§ The data:
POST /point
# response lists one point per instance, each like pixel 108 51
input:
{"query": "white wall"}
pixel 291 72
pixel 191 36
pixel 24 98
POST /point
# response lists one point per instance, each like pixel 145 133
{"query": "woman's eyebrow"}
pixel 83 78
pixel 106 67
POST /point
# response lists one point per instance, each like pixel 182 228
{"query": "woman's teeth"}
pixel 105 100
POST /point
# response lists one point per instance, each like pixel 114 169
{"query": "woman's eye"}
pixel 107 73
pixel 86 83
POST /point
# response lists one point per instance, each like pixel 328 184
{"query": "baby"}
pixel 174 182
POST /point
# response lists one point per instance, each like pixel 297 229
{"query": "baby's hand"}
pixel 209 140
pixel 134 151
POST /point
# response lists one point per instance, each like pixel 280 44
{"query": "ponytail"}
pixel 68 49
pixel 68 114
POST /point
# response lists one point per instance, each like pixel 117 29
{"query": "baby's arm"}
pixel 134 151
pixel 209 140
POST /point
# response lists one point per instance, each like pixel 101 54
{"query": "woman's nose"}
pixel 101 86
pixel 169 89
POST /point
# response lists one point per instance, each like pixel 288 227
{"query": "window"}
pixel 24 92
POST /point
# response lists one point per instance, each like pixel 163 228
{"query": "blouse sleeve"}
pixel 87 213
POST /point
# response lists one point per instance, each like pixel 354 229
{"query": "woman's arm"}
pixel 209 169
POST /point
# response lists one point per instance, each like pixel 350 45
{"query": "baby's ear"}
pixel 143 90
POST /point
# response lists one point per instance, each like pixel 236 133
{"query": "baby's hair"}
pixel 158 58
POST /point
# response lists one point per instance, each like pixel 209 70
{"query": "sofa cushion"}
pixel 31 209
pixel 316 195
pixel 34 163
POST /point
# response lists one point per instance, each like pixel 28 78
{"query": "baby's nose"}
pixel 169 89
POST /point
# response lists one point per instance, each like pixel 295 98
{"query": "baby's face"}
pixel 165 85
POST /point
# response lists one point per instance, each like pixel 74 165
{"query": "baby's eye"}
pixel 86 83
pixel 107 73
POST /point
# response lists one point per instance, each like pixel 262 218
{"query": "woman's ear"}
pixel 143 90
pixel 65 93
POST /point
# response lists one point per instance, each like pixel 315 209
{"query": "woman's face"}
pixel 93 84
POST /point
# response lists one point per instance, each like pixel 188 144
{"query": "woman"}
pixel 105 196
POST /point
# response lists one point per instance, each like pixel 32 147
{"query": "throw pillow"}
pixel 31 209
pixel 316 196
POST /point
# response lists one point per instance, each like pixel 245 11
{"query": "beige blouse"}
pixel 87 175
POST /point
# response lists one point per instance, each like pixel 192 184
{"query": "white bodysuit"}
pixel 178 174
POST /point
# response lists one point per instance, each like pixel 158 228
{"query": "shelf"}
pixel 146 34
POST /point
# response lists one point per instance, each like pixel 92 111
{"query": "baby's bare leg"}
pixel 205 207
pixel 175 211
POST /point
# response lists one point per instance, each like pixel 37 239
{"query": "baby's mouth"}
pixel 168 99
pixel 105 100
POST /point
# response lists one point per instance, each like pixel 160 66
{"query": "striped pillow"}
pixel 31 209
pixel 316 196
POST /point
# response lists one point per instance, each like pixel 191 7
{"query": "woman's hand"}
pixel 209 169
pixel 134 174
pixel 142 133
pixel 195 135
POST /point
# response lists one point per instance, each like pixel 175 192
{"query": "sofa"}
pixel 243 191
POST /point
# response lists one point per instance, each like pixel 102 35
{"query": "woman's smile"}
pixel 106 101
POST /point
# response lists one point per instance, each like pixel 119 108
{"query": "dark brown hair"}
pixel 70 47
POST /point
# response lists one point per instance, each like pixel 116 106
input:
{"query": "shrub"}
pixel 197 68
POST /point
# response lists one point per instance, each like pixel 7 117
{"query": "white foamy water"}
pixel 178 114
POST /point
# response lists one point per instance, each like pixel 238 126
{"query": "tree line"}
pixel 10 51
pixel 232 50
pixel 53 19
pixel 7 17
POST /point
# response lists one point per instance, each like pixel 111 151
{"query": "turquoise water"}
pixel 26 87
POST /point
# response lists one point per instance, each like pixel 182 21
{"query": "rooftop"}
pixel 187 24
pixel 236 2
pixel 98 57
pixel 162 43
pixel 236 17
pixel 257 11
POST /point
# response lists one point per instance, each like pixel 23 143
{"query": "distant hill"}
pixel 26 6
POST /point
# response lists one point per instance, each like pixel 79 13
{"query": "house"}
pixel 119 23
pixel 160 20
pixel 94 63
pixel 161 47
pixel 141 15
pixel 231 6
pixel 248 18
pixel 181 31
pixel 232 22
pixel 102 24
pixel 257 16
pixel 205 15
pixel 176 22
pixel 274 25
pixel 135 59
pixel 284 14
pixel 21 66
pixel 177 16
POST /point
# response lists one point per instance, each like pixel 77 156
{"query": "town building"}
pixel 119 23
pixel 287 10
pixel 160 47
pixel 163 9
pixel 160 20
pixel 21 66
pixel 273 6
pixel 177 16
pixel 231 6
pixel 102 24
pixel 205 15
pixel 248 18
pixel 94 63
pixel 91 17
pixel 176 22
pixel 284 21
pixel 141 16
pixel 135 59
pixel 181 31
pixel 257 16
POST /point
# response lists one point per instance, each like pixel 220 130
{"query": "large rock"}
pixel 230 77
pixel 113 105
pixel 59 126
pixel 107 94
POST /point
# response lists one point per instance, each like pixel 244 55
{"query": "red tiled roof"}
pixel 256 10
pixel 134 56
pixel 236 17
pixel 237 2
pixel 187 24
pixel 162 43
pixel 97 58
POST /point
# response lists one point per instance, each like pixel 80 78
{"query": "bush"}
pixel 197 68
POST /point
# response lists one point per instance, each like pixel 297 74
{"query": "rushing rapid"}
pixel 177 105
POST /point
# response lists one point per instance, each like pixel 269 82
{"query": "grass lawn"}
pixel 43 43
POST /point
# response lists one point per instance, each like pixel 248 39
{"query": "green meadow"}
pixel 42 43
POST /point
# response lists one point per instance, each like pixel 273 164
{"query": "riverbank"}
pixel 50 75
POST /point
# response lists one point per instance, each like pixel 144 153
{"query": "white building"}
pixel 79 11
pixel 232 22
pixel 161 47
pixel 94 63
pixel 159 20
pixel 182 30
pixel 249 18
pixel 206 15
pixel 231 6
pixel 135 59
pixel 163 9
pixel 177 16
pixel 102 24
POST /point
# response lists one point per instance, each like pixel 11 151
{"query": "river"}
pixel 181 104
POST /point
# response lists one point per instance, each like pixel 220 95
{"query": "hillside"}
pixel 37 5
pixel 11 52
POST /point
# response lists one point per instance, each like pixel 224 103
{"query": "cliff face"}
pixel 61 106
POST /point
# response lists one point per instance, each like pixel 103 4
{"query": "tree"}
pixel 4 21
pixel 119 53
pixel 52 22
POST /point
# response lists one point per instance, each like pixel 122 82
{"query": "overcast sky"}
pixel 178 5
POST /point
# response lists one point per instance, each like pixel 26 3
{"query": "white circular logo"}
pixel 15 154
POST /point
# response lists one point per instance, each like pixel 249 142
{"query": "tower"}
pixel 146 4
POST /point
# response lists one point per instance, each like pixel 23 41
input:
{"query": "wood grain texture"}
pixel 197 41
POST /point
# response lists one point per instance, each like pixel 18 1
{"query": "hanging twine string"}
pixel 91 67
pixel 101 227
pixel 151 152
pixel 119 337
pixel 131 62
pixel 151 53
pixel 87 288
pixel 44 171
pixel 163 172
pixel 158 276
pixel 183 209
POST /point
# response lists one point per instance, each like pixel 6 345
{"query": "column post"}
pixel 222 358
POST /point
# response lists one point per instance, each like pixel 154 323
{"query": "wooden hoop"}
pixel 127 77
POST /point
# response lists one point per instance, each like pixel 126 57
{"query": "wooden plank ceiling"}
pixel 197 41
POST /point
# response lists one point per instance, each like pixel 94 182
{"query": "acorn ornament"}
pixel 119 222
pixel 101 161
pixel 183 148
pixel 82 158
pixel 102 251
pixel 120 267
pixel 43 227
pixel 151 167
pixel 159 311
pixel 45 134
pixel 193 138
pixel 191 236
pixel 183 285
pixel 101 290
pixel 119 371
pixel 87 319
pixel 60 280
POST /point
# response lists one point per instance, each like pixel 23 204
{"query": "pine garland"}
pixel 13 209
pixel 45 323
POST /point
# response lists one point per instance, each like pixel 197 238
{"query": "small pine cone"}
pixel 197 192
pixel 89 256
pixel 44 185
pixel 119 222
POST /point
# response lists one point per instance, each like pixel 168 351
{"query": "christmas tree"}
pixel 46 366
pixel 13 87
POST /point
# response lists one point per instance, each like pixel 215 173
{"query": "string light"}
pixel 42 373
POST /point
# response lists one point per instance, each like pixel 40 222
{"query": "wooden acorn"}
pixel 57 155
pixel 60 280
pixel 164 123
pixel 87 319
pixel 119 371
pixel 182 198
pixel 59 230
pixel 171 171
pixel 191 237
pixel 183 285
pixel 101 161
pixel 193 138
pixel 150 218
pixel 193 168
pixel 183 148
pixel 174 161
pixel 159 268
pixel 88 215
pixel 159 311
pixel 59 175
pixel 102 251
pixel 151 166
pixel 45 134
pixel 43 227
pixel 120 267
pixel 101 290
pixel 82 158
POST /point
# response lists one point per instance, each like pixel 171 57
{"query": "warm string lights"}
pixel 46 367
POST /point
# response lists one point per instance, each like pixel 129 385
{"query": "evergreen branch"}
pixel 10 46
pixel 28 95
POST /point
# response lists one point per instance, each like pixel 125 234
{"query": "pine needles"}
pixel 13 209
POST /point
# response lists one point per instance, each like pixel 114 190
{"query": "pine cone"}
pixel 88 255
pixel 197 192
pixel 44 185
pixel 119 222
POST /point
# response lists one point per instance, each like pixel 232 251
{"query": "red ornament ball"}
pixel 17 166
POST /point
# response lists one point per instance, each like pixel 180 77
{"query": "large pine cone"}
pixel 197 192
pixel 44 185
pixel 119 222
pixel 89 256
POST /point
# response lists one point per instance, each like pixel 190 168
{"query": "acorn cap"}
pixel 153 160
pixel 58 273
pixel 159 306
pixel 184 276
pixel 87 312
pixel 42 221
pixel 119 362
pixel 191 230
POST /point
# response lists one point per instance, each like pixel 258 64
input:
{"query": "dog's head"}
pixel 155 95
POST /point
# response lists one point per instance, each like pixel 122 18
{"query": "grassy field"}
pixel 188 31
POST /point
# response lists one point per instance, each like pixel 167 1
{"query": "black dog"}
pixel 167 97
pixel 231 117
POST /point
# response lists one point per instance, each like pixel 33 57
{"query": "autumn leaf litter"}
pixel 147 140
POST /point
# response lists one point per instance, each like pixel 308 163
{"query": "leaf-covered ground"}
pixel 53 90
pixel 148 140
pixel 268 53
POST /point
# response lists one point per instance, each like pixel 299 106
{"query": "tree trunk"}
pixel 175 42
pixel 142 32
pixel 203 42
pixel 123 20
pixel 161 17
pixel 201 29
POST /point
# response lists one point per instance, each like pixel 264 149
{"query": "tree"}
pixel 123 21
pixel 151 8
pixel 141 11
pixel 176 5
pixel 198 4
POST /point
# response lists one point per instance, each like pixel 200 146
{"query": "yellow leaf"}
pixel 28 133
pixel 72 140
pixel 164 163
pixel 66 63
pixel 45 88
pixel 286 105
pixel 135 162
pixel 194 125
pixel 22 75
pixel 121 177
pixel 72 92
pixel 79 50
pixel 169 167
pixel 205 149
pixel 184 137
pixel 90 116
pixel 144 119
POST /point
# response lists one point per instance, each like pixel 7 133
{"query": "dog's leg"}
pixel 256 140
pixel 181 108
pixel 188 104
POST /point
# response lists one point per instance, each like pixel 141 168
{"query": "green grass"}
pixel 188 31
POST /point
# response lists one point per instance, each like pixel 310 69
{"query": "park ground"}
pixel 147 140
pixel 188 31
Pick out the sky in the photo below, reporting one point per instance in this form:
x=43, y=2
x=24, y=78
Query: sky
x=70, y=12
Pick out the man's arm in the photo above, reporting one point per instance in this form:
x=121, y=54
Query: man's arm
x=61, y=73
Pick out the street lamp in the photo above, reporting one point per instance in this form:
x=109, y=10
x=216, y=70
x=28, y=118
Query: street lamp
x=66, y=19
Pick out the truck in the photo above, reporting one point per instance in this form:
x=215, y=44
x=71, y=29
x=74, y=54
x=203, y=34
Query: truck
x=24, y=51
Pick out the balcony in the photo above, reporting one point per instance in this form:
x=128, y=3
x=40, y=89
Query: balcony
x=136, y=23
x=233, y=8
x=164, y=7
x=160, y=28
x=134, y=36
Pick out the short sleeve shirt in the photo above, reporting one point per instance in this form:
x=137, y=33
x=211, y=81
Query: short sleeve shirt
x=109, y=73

§ Directions: Return the lines from the start of the items through the line holding "pixel 68 114", inclusive, without changing anything.

§ Reply:
POST /point
# response lists one point per instance, each like pixel 108 51
input:
{"query": "white wall"}
pixel 291 72
pixel 191 36
pixel 24 98
POST /point
# response lists one point per instance, each like pixel 145 133
{"query": "woman's eyebrow"}
pixel 83 78
pixel 106 67
POST /point
# response lists one point per instance, each like pixel 182 228
{"query": "woman's teeth"}
pixel 105 100
POST /point
# response lists one point per instance, each like pixel 114 169
{"query": "woman's eye"}
pixel 107 73
pixel 86 83
POST /point
# response lists one point per instance, each like pixel 328 184
{"query": "baby"}
pixel 174 182
POST /point
# response lists one point per instance, each like pixel 297 229
{"query": "baby's hand"}
pixel 209 140
pixel 134 151
POST /point
# response lists one point per instance, each like pixel 280 44
{"query": "ponytail"}
pixel 68 49
pixel 68 114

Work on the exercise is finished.